>>>>

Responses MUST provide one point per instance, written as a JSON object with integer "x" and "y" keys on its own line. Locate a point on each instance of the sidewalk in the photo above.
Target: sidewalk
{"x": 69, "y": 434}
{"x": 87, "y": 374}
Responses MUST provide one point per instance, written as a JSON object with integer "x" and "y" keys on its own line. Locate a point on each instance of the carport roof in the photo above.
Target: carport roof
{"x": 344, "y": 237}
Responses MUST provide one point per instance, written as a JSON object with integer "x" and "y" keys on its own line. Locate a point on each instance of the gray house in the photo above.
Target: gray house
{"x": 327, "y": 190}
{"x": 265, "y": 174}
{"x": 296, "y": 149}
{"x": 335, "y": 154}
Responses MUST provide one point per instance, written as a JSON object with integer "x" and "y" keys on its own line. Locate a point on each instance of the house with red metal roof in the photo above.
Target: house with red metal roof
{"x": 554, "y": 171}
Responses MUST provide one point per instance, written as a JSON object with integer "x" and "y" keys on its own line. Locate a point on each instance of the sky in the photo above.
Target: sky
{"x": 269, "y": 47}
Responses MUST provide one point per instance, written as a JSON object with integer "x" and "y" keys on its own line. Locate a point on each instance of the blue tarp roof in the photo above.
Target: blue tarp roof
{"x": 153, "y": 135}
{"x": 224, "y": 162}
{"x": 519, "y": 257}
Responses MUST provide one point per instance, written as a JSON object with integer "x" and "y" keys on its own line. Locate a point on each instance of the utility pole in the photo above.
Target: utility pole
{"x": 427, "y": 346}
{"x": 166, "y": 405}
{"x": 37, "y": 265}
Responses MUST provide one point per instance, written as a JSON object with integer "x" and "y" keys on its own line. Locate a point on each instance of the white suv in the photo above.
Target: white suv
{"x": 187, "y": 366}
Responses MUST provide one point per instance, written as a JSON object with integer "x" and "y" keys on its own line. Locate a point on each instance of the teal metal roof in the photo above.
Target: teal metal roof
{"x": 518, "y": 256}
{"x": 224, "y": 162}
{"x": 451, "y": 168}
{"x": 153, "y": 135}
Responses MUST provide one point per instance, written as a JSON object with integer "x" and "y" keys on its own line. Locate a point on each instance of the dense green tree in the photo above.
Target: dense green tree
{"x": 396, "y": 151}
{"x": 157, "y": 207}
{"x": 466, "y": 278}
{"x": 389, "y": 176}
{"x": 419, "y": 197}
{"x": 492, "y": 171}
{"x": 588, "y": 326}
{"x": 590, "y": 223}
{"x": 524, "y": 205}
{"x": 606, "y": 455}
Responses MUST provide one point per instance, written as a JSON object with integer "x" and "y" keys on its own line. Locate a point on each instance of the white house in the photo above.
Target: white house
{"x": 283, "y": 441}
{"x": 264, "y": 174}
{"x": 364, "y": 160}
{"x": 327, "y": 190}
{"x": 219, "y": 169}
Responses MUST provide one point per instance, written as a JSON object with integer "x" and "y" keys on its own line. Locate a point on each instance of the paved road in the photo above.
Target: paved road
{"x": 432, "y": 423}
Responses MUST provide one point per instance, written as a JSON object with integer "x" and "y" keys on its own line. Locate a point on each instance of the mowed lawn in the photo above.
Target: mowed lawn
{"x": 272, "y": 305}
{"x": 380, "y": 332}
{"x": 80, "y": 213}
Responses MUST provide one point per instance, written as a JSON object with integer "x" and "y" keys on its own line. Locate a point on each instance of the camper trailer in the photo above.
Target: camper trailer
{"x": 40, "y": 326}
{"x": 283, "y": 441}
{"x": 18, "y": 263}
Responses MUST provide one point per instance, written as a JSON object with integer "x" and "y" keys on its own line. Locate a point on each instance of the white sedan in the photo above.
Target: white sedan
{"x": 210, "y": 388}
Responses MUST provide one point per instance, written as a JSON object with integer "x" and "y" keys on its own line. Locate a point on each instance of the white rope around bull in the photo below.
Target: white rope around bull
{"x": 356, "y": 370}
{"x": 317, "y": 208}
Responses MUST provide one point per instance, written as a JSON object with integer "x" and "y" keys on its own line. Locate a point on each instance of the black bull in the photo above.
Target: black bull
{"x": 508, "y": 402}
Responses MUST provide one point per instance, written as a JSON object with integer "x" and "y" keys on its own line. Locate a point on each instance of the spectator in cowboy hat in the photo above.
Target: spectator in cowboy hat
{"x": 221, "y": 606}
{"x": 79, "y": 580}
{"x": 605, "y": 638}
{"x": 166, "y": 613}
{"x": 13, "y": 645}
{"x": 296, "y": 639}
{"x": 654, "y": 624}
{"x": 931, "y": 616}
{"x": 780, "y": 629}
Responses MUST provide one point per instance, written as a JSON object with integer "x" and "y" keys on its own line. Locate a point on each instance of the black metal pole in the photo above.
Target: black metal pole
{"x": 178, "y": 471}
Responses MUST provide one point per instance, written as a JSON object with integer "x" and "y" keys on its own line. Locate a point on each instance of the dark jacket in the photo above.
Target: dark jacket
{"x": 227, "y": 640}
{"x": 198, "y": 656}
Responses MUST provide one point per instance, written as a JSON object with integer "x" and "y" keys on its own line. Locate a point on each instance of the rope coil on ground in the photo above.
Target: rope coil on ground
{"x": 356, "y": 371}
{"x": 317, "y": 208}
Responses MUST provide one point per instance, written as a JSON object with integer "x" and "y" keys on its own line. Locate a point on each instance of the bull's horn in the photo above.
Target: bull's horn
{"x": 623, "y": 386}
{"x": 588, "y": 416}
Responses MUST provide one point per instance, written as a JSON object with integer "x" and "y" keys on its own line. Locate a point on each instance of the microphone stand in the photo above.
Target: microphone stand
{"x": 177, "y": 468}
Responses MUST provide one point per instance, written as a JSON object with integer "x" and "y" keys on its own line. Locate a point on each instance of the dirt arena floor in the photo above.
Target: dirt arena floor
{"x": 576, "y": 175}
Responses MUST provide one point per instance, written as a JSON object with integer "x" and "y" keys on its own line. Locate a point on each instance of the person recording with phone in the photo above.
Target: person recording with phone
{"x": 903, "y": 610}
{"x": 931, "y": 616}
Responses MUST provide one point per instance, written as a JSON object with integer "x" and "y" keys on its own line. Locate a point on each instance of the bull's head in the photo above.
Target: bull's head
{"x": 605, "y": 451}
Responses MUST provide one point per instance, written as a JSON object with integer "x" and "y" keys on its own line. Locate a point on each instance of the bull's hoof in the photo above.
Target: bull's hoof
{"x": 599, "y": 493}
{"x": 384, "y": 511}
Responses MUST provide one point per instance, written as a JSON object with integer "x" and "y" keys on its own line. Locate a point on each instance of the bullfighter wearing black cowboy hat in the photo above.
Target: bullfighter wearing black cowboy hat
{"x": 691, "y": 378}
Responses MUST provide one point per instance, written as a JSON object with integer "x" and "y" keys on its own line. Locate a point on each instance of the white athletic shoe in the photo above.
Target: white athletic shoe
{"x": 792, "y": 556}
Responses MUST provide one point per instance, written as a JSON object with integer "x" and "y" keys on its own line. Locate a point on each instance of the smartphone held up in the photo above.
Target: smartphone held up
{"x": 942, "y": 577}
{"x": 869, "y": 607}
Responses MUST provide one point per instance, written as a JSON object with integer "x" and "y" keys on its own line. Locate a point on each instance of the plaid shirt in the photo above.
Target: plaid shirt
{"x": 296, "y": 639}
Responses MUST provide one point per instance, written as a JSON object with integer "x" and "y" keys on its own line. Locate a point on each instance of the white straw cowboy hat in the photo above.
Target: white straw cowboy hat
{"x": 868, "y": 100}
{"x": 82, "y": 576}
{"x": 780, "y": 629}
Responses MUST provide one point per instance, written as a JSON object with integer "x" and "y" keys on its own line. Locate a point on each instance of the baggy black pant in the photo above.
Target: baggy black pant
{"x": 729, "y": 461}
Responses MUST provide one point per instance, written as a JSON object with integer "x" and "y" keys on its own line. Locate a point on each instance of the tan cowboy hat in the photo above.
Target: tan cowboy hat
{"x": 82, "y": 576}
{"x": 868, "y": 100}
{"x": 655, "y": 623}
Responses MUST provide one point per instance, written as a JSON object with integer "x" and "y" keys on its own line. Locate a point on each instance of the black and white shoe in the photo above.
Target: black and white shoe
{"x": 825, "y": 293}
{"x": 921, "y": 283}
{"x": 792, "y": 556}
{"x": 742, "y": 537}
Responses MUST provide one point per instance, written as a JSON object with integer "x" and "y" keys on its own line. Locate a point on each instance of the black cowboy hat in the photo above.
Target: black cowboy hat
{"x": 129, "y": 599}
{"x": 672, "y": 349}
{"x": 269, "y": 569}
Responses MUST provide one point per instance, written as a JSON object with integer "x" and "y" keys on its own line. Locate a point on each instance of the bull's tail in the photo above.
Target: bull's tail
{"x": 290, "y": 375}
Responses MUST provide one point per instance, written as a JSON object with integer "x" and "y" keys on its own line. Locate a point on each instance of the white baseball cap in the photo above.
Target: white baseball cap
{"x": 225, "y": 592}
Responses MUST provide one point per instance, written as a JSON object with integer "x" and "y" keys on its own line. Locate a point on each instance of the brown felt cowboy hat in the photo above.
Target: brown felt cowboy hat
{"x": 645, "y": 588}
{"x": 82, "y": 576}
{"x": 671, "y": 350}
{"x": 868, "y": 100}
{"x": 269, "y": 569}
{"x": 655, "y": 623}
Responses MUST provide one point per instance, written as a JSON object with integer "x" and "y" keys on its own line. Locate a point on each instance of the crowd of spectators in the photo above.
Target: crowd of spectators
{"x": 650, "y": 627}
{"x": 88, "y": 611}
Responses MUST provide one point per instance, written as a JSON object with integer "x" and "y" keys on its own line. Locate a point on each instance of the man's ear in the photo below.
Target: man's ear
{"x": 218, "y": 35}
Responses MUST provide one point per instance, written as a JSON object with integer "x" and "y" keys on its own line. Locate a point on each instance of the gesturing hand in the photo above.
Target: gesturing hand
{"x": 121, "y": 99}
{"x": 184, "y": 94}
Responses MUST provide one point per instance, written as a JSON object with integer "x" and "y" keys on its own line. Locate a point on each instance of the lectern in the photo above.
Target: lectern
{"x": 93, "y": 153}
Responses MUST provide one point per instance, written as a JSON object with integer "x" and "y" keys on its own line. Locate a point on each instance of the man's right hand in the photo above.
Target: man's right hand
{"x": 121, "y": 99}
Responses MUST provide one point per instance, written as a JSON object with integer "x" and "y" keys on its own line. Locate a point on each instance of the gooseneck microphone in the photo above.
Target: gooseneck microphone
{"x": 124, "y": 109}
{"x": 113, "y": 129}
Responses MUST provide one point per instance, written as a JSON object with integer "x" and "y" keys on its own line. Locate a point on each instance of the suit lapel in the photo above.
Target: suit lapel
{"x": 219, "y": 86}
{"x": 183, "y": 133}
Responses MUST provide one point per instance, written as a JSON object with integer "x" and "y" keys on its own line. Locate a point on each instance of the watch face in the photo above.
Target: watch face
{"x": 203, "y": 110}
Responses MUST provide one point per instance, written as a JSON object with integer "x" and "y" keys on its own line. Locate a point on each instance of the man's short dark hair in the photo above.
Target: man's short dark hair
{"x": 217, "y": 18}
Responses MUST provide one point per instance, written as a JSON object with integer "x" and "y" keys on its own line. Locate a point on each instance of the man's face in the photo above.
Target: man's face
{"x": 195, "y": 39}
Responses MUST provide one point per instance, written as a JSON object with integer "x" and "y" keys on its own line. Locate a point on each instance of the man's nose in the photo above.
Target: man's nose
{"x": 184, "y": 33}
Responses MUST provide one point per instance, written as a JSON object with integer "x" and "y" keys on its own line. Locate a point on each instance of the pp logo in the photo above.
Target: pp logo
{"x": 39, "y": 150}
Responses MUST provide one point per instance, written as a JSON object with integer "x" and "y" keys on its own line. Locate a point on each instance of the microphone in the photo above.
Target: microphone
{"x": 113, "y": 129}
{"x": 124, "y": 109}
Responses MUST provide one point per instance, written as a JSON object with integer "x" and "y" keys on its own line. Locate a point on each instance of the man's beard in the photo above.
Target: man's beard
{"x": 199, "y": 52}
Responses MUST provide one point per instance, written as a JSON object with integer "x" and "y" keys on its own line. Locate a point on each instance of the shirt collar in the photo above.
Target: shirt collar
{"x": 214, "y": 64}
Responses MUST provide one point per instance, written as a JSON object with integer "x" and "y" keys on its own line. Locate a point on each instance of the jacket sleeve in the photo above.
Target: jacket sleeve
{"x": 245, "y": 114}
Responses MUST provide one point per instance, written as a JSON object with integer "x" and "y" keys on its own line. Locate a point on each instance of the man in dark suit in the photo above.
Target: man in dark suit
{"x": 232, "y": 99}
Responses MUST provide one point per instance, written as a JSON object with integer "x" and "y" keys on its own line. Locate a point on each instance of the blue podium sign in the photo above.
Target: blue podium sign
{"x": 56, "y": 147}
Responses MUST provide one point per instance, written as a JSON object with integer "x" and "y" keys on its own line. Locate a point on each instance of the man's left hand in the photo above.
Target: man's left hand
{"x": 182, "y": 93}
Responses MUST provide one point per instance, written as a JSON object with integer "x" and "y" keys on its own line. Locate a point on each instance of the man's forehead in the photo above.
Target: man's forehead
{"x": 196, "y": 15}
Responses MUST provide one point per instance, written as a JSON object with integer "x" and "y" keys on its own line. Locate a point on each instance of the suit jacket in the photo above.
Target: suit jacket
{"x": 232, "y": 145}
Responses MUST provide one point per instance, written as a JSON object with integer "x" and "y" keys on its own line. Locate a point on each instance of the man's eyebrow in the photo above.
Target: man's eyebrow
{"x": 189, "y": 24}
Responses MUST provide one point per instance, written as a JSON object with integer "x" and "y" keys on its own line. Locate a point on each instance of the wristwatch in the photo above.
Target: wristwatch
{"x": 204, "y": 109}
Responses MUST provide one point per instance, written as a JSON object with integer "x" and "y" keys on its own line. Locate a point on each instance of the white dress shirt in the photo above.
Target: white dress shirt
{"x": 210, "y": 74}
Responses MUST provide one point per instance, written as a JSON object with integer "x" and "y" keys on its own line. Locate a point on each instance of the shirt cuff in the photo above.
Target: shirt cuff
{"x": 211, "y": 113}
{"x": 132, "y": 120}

<<<<

### What the exercise asks
Where a line of the data contains "below", copy that line.

### Answer for this exercise
Responses MUST provide one point per instance, written as a JSON object with integer "x" and "y" keys on its own line. Locate a point on each instance of the white rope around bull in the photo below.
Responses MUST provide one point per instance, written as a JSON object with integer "x" and "y" keys on its own line. Locate a point on each instance of the man's ear in the photo below.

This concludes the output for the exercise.